* [EXCERPTED DATA]

------------------------------------------------------------------------

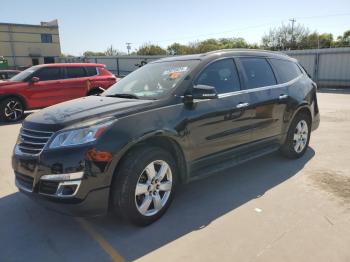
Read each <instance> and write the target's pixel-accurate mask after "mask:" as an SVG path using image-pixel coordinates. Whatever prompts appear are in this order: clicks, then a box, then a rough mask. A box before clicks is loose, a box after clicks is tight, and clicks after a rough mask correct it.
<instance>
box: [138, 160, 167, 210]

------------------------------------------------------------------------

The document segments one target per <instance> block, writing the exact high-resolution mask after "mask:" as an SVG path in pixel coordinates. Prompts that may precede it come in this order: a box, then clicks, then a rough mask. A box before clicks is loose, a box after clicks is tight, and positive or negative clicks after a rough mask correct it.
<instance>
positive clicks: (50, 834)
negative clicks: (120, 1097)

------------------------------------------------------------------------

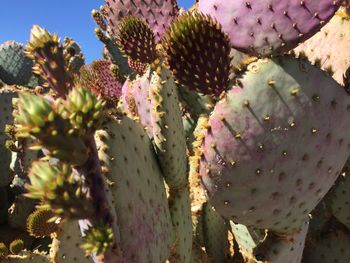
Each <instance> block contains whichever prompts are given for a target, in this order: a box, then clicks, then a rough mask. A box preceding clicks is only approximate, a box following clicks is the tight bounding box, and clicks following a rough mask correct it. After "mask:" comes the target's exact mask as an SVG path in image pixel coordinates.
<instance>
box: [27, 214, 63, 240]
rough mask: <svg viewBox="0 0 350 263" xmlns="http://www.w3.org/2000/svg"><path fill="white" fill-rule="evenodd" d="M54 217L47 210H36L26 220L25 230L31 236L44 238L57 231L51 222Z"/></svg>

------------------------------------------------------------------------

* [ABOUT THIS TASK] Copy out in full every line of the entries above that contains the word "positive".

* [WRITTEN RESPONSE]
The document segments one target per <instance> block, writing the exact high-resolution mask after "mask:" as an SVG path in pixel coordinates. Prompts that may precede it come in this order: a box, then clicks, then a rough mask. A box before clicks is loose, a box after clicks is tight, and positive or negative clicks after a rough mask correct it.
positive clicks: (50, 834)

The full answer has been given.